Article:
▽
I was uncertain as whether to tell you that he says Bouncer tastes a little like lamb. But in for a penny in for a pound.

The thing is, he isn’t actually killing these animals. He isn’t even harming them. But could you do the same? If you was hungry? And you wanted to do your bit to save the planet?

Waste not want not.

Walking the East Lancs road must be like a finger buffet to our dear old connoisseur.

Which brings me to something else.

I also read the story of a man who lost a finger and part of his hand due to a motorcycle accident. He had always, even before banging his head, had a curiosity about cannibalism. But of course other people’s meat is off-limits (damn the law). His culinary opportunity arose when surgeons informed him that they would have to amputate his finger. Yes, you’ve guessed correctly. He took the severed appendage home and boiled it (the best way not to damage the bones) without adding anything to the broth that may disguise its true flavour.

Once consumed, he lovingly placed the bones in a box as a souvenir. His act has been greeted with disgust, but also, notably, with the approval of a vegan. Animals unsportingly do not give their consent to be eaten, whereas this guy gave consent to himself to eat himself. Partly.

What is wrong with these people?  Is it me?
△
Supplied information:
▽
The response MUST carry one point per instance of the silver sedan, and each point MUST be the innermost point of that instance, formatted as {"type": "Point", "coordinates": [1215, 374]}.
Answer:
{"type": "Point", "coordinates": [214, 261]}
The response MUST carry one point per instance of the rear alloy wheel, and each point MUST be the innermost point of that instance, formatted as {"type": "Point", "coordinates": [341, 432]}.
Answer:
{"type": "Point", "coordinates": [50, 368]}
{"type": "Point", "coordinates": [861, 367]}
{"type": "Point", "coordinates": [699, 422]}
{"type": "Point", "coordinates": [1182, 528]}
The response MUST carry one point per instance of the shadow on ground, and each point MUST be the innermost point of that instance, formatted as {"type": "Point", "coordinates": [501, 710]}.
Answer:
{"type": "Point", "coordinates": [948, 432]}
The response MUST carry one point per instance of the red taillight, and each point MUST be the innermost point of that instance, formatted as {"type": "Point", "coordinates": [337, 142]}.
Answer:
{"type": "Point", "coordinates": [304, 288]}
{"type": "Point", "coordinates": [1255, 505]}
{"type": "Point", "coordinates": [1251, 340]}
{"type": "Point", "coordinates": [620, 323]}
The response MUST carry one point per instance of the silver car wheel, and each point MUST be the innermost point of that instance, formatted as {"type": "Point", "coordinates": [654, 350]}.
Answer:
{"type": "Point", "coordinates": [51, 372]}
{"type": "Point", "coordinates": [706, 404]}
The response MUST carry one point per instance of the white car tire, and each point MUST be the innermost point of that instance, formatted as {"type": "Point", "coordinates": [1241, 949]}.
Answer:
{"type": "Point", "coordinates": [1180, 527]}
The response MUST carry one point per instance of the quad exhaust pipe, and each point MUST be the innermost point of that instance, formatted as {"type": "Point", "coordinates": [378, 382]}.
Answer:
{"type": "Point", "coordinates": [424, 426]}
△
Problem 1:
Answer these questions about the piece on unusual eating:
(a) What does he say Bouncer tastes a little like?
(b) Why did the man boil his severed finger?
(c) Where did he put the bones once he had eaten it?
Problem 2:
Proceed with the piece on unusual eating, starting after its final line.
The records have no connection to the piece on unusual eating.

Right answer 1:
(a) Lamb.
(b) Boiling is the best way not to damage the bones.
(c) He placed them in a box as a souvenir.

Right answer 2:
There is no way I am telling my wife that this guy ate a part of his own body because he was curious and it was no longer of any other use to him. Not when she is clipping her toenails. My stomach just wouldn’t take it.

Enjoy your lunch.

Boonless In Southport

At the weekend my wife, father-in-law, two youngest children and I spent the day in Southport. It had been many years since I had last been there-thirty seven to be exact. I can be sure of this as my previous visit had been with my first school, and I had only spent just over a year there before leaving due to moving home.

The first thing I can remember about that trip, way back in 1976, is that the sea seemed miles away from our little flock herded onto that stretch of beach.

My second recollection was an accident that occurred in the toilets of the car park where we disembarked from the coach. A girl from my class got her fingers trapped in the toilet door, and I remember a male teacher carrying her out in his arms. I no longer recall the teacher’s name, or what he looked like. He remains forever a faceless comforter.

Later, weary and bedraggled, as we were about to begin the journey home, the girl was sat on a coach that was immediately adjacent to the one that I was on, her seat parallel with mine. She was red-eyed, and had what seemed to be a huge bandage wrapped around her index finger which she held up, supported by her other hand.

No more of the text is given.